● TASK: Extract the stretch of the article below on a young child's retinoblastoma treatment from "Fortunately for Kirk" through "her eye removed.".

As 3-year-old Kirk Bryan launches into the song “All About That Bass,” you can’t help but notice his impish grin, his Harry Potter-esque glasses—and the truck-festooned patch covering his left eye.
At 12 weeks old, Kirk was diagnosed with retinoblastoma, a fairly uncommon but treatable pediatric cancer of the retina. Thanks to well-informed parents and innovative treatments at University of Minnesota Masonic Children’s Hospital, he’s flourishing.
Fortunately for Kirk and his family, treatment regimens for retinoblastoma have changed greatly over the years—and now have progressively better outcomes, said Pediatric Ophthalmologist Jill Anderson, MD, his physician. Kirk’s grandmother, for instance, was diagnosed with retinoblastoma at age 2 and had her eye removed.
But not Kirk. Anderson discovered a retina tumor at Kirk’s 3-month checkup and gave him laser treatment that very week. Unfortunately, Kirk’s eyes developed additional tumors, including one that required leading-edge treatment: intra-arterial chemotherapy, also called chemosurgery.
“This used to be a last-resort treatment,” said Anderson. When it was first developed, chemosurgery was only employed as an alternative so specialists didn’t need to remove the eye. Gradually, though, surgeons realized that the theoretical risks they anticipated from the therapy didn’t occur. “It was safer and more effective in some cases,” Anderson said.

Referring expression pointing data
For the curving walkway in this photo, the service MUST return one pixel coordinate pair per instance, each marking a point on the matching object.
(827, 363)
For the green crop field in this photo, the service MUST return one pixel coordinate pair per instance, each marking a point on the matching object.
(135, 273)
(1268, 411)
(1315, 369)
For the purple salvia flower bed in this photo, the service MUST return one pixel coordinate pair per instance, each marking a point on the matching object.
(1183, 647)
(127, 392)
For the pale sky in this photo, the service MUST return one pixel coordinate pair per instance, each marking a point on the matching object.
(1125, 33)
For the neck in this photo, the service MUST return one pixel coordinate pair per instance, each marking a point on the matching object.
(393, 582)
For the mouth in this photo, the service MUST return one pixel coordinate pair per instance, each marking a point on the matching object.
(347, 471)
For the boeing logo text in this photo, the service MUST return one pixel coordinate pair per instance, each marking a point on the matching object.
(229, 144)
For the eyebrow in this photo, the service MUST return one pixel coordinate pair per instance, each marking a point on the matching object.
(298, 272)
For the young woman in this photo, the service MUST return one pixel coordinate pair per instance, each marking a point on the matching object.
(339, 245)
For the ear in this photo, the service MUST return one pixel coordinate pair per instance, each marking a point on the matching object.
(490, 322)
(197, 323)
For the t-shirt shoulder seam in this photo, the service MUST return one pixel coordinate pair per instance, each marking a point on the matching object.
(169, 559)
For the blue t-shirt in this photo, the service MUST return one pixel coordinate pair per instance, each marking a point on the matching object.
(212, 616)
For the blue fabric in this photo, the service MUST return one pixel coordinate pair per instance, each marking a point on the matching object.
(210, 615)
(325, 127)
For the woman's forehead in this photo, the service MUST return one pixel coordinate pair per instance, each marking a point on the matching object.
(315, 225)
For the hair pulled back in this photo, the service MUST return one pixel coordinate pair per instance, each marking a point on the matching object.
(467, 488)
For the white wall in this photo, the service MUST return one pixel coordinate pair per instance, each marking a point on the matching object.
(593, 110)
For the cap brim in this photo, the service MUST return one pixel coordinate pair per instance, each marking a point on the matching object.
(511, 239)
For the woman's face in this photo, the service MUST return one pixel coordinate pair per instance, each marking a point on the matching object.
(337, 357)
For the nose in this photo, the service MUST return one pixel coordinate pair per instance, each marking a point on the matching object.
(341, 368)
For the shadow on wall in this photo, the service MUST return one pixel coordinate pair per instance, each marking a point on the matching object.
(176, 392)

● RESPONSE FOR THIS EXERCISE:
Fortunately for Kirk and his family, treatment regimens for retinoblastoma have changed greatly over the years—and now have progressively better outcomes, said Pediatric Ophthalmologist Jill Anderson, MD, his physician. Kirk’s grandmother, for instance, was diagnosed with retinoblastoma at age 2 and had her eye removed.